_STATED EXERCISE_.
Pick out every line in the listing below that contains the string "logo", and reproduce each such line in full.
* * *
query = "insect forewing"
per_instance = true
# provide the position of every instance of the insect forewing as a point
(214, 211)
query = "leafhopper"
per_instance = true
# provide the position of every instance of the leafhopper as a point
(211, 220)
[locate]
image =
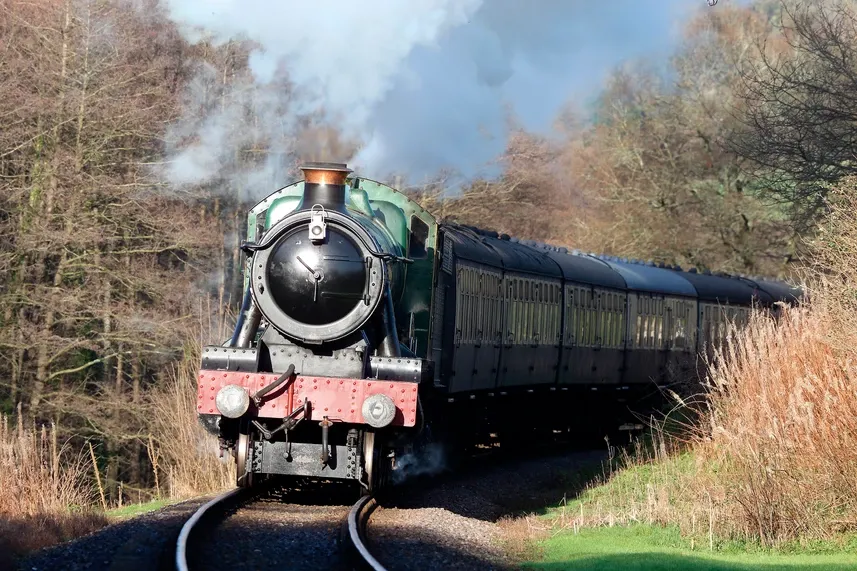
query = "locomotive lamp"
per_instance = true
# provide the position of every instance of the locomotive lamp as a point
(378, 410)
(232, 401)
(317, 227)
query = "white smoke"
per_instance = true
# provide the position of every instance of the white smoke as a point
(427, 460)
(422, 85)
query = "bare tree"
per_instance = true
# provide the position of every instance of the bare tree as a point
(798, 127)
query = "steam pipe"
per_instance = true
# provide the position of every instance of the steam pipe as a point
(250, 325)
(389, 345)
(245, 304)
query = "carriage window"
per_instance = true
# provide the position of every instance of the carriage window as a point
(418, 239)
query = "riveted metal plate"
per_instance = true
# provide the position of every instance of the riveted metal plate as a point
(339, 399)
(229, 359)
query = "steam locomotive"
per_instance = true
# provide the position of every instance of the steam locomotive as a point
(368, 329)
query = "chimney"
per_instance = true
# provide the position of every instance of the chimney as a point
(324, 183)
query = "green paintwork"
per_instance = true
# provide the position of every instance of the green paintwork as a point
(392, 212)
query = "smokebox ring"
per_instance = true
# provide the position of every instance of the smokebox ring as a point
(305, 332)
* * *
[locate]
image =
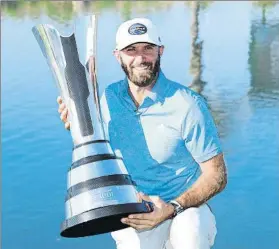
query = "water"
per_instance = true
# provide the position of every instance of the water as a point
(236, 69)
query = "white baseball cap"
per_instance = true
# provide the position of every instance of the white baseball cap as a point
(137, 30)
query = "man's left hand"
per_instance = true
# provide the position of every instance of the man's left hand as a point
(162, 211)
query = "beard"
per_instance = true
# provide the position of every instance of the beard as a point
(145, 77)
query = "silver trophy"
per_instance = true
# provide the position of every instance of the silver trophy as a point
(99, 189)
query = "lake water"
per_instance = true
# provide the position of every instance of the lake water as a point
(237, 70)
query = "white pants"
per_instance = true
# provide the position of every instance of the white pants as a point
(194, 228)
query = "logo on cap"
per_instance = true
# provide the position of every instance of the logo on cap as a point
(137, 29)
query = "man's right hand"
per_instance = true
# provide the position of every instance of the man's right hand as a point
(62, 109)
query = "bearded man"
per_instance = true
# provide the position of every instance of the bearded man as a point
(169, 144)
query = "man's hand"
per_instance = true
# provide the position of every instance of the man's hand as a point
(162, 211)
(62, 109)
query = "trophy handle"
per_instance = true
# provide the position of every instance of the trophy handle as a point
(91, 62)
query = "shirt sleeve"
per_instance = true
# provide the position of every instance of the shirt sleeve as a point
* * *
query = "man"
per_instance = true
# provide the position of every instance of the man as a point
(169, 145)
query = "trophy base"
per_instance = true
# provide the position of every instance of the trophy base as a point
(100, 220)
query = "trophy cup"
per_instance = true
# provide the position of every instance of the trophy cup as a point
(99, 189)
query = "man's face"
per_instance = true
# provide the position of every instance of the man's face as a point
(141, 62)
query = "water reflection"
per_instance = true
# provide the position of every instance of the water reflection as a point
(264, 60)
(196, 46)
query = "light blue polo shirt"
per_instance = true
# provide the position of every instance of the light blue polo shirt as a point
* * *
_TASK OUTPUT_.
query = "logo on cap"
# provide the position of every instance of the logo on cap as a point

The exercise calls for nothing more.